» Entries from a pointing dataset
———

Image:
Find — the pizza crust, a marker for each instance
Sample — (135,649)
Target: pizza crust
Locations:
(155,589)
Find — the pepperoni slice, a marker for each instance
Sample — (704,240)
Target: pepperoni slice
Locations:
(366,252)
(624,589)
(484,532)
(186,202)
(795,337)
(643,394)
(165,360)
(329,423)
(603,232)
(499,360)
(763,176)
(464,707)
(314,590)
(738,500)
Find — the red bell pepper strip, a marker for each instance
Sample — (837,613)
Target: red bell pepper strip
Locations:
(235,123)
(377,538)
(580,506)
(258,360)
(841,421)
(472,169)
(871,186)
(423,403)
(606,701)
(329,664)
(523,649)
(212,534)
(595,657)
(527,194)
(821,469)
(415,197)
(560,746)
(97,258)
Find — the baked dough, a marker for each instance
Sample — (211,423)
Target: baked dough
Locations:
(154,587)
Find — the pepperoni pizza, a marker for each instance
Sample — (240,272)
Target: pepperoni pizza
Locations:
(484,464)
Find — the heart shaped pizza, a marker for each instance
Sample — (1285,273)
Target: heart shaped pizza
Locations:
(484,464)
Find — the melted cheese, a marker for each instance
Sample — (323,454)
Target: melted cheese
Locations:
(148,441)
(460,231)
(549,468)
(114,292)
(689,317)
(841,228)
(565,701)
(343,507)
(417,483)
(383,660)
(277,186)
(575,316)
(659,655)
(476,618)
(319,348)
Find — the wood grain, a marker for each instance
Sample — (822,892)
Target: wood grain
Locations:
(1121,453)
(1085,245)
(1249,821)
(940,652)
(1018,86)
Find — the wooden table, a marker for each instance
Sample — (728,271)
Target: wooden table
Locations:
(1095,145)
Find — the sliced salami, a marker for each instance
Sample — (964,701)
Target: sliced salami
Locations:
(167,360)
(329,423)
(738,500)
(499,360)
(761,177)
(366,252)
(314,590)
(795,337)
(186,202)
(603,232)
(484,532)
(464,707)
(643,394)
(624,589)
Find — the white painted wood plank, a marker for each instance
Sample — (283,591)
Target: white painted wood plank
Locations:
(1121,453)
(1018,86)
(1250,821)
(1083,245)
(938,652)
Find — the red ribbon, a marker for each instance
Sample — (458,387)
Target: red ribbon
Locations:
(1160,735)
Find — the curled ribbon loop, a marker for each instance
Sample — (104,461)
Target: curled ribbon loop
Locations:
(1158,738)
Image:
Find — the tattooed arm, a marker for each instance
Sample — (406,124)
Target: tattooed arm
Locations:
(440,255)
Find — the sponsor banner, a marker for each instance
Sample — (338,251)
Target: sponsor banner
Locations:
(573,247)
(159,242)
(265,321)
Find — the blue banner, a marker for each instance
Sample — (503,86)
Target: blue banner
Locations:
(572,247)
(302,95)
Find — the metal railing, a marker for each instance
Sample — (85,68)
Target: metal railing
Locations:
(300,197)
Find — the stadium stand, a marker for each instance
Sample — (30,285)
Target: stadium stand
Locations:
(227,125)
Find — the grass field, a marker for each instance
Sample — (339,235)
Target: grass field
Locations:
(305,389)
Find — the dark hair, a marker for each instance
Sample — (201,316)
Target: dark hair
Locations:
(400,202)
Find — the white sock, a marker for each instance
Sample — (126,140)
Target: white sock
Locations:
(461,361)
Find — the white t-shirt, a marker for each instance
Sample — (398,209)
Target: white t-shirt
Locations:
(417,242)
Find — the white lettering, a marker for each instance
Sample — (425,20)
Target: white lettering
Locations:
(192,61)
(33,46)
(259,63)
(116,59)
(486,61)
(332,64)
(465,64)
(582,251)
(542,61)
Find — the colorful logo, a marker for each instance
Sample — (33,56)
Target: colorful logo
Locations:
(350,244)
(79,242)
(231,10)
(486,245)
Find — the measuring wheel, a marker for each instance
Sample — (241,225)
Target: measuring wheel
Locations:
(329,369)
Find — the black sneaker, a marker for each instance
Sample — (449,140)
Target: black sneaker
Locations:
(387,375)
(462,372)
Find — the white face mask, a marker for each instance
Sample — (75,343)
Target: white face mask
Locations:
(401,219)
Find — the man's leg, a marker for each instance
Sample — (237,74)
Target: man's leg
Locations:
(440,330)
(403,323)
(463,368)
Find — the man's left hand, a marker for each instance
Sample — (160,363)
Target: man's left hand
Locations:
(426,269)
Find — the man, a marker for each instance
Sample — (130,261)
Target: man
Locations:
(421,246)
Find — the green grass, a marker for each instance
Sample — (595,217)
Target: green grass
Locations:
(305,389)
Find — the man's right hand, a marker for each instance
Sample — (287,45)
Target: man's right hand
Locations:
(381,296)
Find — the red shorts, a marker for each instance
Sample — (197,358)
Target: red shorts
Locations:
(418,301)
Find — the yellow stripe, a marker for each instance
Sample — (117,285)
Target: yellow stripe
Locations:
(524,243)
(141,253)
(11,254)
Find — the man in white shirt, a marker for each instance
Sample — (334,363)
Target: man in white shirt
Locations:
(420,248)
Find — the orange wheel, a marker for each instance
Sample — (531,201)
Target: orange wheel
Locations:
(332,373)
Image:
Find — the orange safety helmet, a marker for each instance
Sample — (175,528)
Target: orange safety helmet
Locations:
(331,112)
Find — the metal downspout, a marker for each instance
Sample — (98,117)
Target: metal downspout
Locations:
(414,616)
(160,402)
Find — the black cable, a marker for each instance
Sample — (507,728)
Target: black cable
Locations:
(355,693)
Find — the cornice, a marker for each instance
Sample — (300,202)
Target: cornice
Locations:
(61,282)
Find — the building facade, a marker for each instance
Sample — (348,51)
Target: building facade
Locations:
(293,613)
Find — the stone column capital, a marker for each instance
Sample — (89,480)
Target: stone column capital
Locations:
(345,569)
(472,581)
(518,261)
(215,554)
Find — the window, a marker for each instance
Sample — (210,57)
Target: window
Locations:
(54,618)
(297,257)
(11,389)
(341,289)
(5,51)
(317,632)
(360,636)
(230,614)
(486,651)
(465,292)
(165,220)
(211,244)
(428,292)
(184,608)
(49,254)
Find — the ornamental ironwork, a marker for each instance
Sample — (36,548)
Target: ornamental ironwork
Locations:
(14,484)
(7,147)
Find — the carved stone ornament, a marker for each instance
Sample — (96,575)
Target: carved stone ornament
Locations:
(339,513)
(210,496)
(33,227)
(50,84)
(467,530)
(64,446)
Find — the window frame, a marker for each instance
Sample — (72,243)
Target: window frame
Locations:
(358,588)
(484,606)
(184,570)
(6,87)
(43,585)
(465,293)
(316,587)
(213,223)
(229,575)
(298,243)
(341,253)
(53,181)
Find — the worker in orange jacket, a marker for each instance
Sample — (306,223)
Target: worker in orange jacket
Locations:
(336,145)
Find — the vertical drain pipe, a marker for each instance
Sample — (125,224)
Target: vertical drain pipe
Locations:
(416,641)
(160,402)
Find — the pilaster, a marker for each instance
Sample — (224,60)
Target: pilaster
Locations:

———

» Task requirements
Transcribe every record above exactly as it appears.

» Written reply
Image:
Find — the pizza crust, a marker for each instance
Sample — (135,649)
Target: pizza crust
Locations:
(155,589)
Find — the pepperoni slice, a marker for each instance
Sample — (704,240)
Target: pepperoni slice
Locations:
(366,252)
(624,589)
(484,532)
(186,202)
(795,337)
(643,394)
(165,360)
(329,423)
(603,232)
(499,360)
(763,176)
(464,707)
(314,590)
(738,500)
Find — the red bell pepper strip, a marker for each instance
Sample — (837,613)
Target: red bell pepper strip
Locations:
(235,123)
(377,538)
(580,506)
(258,360)
(841,421)
(472,169)
(871,186)
(423,403)
(606,701)
(329,664)
(523,649)
(212,534)
(595,657)
(527,194)
(821,469)
(415,197)
(560,746)
(97,258)
Find — the baked dough, a marker for each instance
Sample — (211,423)
Target: baked dough
Locations:
(154,587)
Find — the pepperoni pizza, a marker for each instance
Sample — (240,272)
Target: pepperoni pizza
Locations:
(484,464)
Find — the heart shaped pizza, a marker for each instance
Sample — (1285,273)
Target: heart shaped pizza
Locations:
(484,464)
Find — the melted cheese, a marker for each instance
Sample — (323,454)
Target: melted cheese
Locations:
(148,441)
(460,231)
(549,468)
(114,292)
(689,317)
(841,228)
(565,701)
(343,507)
(417,483)
(383,660)
(277,186)
(575,316)
(659,655)
(476,618)
(319,348)
Find — the wood grain, a marker for each instance
Sample — (822,892)
Target: wood grain
Locations:
(1121,453)
(1085,245)
(1249,821)
(940,652)
(1018,86)
Find — the wooden table, a marker for each instance
Sample — (728,271)
Target: wooden table
Locations:
(1095,145)
Find — the sliced salami, a marker for each instance
Sample — (964,701)
Target: sliced salami
Locations:
(167,360)
(329,423)
(738,500)
(499,360)
(761,177)
(366,252)
(314,590)
(795,337)
(186,202)
(603,232)
(484,532)
(464,707)
(643,394)
(624,589)
Find — the white painted wood plank, a marker for each instance
Sample — (283,591)
Target: white painted wood plank
Locations:
(1121,453)
(1018,86)
(1250,821)
(1083,245)
(938,652)
Find — the red ribbon, a marker for each instance
Sample — (458,387)
Target: red ribbon
Locations:
(1160,735)
Find — the curled ribbon loop, a marker for each instance
Sample — (104,461)
Target: curled ribbon loop
Locations:
(1158,738)
Image:
Find — the tattooed arm, a marker for each instance
Sample — (406,124)
Target: tattooed arm
Locations:
(440,255)
Find — the sponsor banner, a marker for each instance
Sample — (338,251)
Target: sponsor banner
Locations:
(573,247)
(159,242)
(265,321)
Find — the blue banner, a marker for each instance
Sample — (503,86)
Target: blue banner
Locations:
(572,247)
(302,95)
Find — the metal railing, a marker for each instance
Sample — (85,68)
Target: metal railing
Locations:
(300,197)
Find — the stadium stand, a marker for each instance
Sample — (30,285)
Target: stadium stand
Locations:
(227,125)
Find — the grass field, a marker for each instance
Sample — (339,235)
Target: grass field
Locations:
(305,389)
Find — the dark hair, a marker for each instance
Sample — (201,316)
Target: dark hair
Locations:
(400,202)
Find — the white sock, a marker for each instance
Sample — (126,140)
Target: white sock
Locations:
(461,361)
Find — the white t-shirt, a marker for each instance
Sample — (398,209)
Target: white t-shirt
Locations:
(417,242)
Find — the white lettering, a marker for each instance
Sample — (425,20)
Target: white lettering
Locations:
(192,61)
(33,46)
(259,63)
(116,59)
(486,61)
(332,64)
(465,64)
(582,251)
(542,61)
Find — the colorful logo, a marker for each instance
Sample — (33,56)
Target: colorful logo
Locations:
(350,244)
(79,242)
(231,10)
(486,245)
Find — the measuring wheel, a marker for each instance
Sample — (241,225)
Target: measuring wheel
Locations:
(329,369)
Find — the black sneaker, a marker for each instance
Sample — (449,140)
Target: black sneaker
Locations:
(387,375)
(462,372)
Find — the white face mask, a marker for each instance
Sample — (75,343)
Target: white face mask
Locations:
(401,219)
Find — the man's leg, a marker for each instance
Sample — (237,74)
Target: man's leg
Locations:
(440,330)
(403,323)
(463,368)
Find — the man's left hand, a marker for each instance
Sample — (160,363)
Target: man's left hand
Locations:
(426,269)
Find — the man, a marker for each instance
Sample — (130,261)
Target: man
Locations:
(421,246)
Find — the green grass, a marker for each instance
Sample — (595,217)
Target: green grass
Locations:
(305,389)
Find — the man's right hand, a marker for each instance
Sample — (287,45)
Target: man's right hand
Locations:
(381,296)
Find — the red shorts, a marker for each instance
Sample — (197,358)
Target: red shorts
Locations:
(418,301)
Find — the yellow stripe, a marker for each instance
Sample — (117,285)
Target: yellow stripe
Locations:
(524,243)
(141,253)
(11,254)
Find — the man in white shirt, a marker for each instance
Sample — (334,363)
Target: man in white shirt
Locations:
(420,248)
Find — the orange wheel, a marker for each instance
Sample — (531,201)
Target: orange wheel
Locations:
(332,373)
Image:
Find — the orange safety helmet, a marker for each instance
Sample — (175,528)
Target: orange safety helmet
Locations:
(331,112)
Find — the metal downspout, a marker for each instance
Sample — (98,117)
Target: metal downspout
Locations:
(414,616)
(160,402)
Find — the black cable, a marker for each instance
Sample — (507,728)
Target: black cable
Locations:
(355,693)
Find — the cornice, a marker for each instance
Sample — (300,202)
Target: cornice
Locations:
(61,282)
Find — the building facade, a marker for each instance
Sample — (348,51)
Target: building facade
Locations:
(293,613)
Find — the stone column capital, a marker for each instance
Sample — (89,480)
Target: stone column capital
Locations:
(345,569)
(472,581)
(518,261)
(215,554)
Find — the window, a marker for each instance
Sample — (210,57)
Target: window
Locations:
(54,618)
(297,257)
(11,389)
(341,289)
(5,51)
(317,632)
(360,636)
(230,614)
(486,651)
(465,292)
(165,220)
(211,244)
(428,292)
(184,608)
(49,254)
Find — the ornamental ironwork, a marker for each instance
Sample — (36,548)
Target: ornamental ironwork
Locations:
(14,484)
(7,147)
Find — the carved stone ornament, a marker for each instance
Sample — (96,575)
Target: carved stone ornament
Locations:
(339,513)
(210,496)
(33,227)
(50,84)
(467,530)
(64,446)
Find — the window frame, a marker for each instance
Sample — (72,243)
Target: window frame
Locations:
(358,588)
(484,606)
(184,570)
(6,87)
(43,585)
(465,293)
(316,587)
(213,223)
(229,575)
(298,243)
(341,253)
(53,181)
Find — the worker in orange jacket, a marker for each instance
Sample — (306,223)
Target: worker in orange jacket
Locations:
(336,145)
Find — the vertical drain pipe, a marker for each instance
Sample — (125,224)
Target: vertical drain pipe
Locations:
(416,641)
(160,402)
Find — the pilaster, a marker for each instance
Sample — (224,60)
Target: pilaster
Locations:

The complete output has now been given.